* [TO DO]:
Format the rows as a Markdown table with the columns "Number" and "Line," starting with the line containing "the dark grey" and going on through the end of the rows. Give each line its own table row, numbered in order, and leave out any blank lines.

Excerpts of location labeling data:
--*--

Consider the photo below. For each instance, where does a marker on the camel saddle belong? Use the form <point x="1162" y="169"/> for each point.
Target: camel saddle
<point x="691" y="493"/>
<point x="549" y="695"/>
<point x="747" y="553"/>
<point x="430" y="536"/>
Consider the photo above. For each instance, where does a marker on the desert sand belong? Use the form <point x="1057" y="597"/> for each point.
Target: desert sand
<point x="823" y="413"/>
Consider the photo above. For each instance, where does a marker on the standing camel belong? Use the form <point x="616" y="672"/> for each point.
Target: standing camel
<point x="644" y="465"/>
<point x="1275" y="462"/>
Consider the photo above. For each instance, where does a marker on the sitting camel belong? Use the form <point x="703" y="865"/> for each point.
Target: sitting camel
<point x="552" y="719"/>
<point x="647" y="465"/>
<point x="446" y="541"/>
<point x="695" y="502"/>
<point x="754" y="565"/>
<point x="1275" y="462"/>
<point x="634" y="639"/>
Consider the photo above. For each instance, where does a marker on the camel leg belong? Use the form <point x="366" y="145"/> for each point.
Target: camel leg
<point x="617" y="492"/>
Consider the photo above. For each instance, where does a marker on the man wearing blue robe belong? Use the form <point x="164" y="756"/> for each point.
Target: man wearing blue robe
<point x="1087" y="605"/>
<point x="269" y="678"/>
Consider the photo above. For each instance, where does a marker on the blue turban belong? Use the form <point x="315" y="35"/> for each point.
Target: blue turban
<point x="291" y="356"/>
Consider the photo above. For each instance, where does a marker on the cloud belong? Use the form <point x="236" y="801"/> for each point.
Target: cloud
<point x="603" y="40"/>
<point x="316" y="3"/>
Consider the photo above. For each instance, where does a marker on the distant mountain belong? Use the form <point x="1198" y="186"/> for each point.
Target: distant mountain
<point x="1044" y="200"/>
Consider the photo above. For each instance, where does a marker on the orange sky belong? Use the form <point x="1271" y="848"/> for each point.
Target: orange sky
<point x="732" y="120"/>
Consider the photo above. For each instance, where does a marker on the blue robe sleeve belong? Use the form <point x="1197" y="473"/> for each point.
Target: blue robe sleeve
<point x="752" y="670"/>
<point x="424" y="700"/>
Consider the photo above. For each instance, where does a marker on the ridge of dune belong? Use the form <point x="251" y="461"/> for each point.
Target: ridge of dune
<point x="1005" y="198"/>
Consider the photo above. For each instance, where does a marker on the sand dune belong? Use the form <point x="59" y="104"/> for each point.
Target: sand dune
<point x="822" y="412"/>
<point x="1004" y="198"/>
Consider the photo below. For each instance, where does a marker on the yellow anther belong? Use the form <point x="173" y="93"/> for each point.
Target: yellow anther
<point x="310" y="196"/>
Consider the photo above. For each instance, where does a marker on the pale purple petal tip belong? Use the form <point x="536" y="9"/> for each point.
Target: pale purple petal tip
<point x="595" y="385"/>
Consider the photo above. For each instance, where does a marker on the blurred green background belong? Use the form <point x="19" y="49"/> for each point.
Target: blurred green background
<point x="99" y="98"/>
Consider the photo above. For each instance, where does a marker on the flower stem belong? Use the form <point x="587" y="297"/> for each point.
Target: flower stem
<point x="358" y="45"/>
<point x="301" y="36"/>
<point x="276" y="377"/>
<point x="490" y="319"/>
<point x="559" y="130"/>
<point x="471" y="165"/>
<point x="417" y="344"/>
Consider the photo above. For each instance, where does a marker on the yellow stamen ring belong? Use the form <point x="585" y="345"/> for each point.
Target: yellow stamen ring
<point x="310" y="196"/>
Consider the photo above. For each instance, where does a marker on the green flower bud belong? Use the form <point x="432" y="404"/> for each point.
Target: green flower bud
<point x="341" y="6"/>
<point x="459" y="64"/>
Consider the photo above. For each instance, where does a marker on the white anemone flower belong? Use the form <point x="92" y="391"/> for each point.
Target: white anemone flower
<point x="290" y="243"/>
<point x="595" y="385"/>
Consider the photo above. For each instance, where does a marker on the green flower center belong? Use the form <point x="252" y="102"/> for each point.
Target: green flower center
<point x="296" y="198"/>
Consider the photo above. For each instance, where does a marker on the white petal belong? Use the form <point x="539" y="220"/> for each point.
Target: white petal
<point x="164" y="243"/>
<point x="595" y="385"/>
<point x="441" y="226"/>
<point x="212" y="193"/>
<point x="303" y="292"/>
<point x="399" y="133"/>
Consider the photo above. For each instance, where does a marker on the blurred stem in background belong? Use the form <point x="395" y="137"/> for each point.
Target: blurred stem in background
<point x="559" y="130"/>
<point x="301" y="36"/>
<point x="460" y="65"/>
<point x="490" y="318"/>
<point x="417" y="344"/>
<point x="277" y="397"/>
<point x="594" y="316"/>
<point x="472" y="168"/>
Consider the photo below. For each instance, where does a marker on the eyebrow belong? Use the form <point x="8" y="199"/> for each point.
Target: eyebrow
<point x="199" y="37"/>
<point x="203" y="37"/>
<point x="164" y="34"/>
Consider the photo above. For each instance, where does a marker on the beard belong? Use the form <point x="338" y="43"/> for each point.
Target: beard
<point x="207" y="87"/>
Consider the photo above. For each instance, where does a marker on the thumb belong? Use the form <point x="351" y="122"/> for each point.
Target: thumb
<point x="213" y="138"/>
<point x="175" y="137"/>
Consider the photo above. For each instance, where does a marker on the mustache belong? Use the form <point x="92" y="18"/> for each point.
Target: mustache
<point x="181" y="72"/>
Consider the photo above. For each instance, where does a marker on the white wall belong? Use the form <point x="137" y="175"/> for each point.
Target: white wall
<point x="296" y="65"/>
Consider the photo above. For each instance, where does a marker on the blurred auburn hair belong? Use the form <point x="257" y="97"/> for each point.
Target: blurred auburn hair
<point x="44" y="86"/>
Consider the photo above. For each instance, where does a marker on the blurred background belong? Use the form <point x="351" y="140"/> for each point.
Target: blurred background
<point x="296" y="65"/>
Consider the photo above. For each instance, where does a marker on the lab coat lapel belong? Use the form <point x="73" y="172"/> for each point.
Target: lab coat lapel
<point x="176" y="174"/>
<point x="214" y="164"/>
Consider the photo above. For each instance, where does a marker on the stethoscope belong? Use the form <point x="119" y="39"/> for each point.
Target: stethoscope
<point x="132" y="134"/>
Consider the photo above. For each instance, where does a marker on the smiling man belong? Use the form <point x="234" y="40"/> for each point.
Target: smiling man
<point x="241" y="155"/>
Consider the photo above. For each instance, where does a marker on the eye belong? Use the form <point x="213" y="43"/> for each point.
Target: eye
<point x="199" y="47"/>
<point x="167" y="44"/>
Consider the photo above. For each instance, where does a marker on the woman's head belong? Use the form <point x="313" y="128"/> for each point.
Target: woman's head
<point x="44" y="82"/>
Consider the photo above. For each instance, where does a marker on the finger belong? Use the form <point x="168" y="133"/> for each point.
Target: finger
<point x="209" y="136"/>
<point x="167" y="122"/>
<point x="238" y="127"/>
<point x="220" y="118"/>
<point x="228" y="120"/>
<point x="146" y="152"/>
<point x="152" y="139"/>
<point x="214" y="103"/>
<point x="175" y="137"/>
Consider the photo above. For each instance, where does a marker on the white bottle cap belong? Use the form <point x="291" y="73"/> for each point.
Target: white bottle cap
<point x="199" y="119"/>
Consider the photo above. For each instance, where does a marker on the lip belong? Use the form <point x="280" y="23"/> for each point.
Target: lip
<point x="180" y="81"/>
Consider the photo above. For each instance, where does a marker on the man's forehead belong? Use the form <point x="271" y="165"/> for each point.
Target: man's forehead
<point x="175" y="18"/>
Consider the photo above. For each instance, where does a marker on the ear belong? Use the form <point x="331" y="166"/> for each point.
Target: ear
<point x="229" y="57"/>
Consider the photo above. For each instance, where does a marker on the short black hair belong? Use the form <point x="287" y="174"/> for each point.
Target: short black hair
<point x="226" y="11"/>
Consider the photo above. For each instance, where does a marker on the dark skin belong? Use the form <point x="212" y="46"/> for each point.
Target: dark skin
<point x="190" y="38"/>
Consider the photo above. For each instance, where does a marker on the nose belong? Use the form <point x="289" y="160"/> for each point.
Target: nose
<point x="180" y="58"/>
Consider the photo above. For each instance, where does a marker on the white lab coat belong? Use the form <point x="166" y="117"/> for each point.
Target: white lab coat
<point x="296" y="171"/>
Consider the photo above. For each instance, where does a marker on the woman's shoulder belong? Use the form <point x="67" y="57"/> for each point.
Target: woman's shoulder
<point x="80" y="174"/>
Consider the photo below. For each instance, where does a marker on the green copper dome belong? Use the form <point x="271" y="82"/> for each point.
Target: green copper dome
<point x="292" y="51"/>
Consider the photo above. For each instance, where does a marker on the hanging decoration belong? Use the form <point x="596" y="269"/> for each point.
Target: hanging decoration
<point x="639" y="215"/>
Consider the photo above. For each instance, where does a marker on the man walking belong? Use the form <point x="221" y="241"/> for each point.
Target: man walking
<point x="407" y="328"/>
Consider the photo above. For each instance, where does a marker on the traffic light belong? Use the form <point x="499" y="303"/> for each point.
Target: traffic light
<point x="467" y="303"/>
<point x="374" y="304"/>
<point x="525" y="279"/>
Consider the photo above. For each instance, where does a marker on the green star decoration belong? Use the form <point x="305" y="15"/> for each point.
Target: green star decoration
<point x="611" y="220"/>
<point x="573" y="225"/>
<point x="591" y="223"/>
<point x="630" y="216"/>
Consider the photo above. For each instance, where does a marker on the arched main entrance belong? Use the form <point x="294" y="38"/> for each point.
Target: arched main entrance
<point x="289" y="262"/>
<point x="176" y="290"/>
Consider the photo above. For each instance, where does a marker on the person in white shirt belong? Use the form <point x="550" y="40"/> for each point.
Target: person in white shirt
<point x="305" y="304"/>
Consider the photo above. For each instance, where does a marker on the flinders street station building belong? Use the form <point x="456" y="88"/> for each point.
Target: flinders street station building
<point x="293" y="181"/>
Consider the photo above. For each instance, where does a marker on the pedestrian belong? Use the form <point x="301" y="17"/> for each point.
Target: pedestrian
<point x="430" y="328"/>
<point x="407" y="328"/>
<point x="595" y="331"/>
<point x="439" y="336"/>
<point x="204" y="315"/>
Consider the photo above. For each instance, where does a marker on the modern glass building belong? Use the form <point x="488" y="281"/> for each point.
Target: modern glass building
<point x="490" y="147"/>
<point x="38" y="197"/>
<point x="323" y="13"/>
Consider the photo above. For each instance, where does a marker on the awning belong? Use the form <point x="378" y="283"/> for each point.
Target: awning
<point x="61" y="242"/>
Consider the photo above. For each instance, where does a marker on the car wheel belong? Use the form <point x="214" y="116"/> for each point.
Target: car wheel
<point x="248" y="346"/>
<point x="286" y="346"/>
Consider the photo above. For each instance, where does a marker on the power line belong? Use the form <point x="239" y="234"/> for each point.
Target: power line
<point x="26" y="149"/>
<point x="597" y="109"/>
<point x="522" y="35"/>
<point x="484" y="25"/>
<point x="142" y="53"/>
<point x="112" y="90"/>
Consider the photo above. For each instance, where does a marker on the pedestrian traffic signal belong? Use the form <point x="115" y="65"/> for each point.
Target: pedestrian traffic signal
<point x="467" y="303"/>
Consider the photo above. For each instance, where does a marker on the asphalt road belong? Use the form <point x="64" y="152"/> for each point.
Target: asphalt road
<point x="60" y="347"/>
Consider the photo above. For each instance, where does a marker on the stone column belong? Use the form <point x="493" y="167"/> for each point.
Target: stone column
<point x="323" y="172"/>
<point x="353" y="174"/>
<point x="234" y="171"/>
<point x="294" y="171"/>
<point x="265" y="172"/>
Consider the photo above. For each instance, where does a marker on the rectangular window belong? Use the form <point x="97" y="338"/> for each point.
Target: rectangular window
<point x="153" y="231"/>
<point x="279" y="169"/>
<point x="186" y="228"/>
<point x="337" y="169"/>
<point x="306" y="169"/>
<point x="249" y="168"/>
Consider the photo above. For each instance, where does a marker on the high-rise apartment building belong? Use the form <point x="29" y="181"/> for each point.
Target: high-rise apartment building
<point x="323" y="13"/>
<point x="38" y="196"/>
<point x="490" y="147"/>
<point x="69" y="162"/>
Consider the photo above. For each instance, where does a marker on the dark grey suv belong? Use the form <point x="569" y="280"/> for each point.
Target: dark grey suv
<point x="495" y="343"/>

--*--

* [SOLUTION]:
| Number | Line |
|---|---|
| 1 | Consider the photo above. For each instance, where does a marker on the dark grey suv belong? Use the form <point x="569" y="280"/> for each point. |
| 2 | Target: dark grey suv |
| 3 | <point x="495" y="343"/> |